TRY IT: Wherever the word "below" turns up in a line of the entries, copy that line.
......
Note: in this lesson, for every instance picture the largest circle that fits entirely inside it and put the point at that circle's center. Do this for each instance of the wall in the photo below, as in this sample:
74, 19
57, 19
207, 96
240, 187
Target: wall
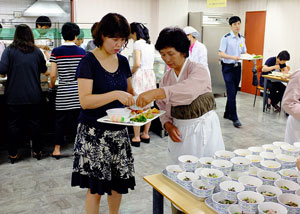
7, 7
......
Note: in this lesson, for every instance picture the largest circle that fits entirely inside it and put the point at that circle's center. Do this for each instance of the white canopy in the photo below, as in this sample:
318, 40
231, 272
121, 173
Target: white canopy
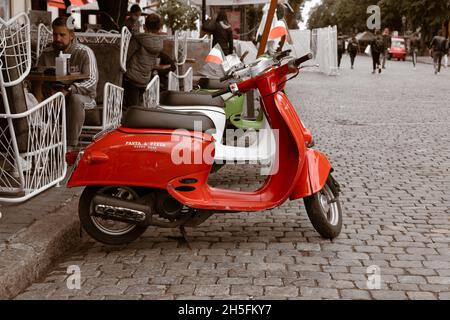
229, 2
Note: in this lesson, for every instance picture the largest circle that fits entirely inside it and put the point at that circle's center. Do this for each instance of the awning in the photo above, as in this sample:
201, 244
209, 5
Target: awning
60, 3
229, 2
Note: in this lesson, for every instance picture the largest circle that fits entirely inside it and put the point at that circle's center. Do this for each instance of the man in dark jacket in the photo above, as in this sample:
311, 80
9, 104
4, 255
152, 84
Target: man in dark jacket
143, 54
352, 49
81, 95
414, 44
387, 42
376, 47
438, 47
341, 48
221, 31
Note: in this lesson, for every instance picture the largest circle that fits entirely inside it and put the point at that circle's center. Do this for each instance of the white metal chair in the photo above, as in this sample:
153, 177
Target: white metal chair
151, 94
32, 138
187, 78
......
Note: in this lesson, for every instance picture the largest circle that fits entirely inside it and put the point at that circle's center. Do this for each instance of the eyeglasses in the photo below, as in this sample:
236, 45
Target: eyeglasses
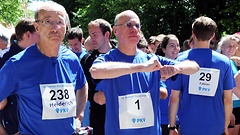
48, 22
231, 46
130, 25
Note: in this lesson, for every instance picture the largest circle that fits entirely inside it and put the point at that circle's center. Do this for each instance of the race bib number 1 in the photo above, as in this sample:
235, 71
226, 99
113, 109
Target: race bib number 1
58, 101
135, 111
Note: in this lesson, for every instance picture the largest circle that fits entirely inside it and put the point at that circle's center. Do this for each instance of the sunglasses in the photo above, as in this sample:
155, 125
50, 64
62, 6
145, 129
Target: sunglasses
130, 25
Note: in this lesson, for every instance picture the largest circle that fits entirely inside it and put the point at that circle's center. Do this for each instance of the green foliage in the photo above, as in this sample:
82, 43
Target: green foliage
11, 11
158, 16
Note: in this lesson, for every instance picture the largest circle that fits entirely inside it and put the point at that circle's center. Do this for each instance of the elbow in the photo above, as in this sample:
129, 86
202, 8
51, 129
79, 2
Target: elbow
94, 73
......
RESPONSE BOX:
Note: in this lesson, for every instance picture the largest circle that fits entirely inside it and put the point at that circle's center. Do this for each instance of the wall in the photo below, as in this sample:
Note: in this lesson, for every instance picture the largest circle that fits entirely inside it and put the point at that circle's center. Do this for each instance of the white canopy in the photo below, as in this sample:
Note: in this lesson, for every instance picture the largest circle that fits entirely inside it and put the point at that circle's center. Do this for each instance of the eyeglasses in the photo below, as in this sample:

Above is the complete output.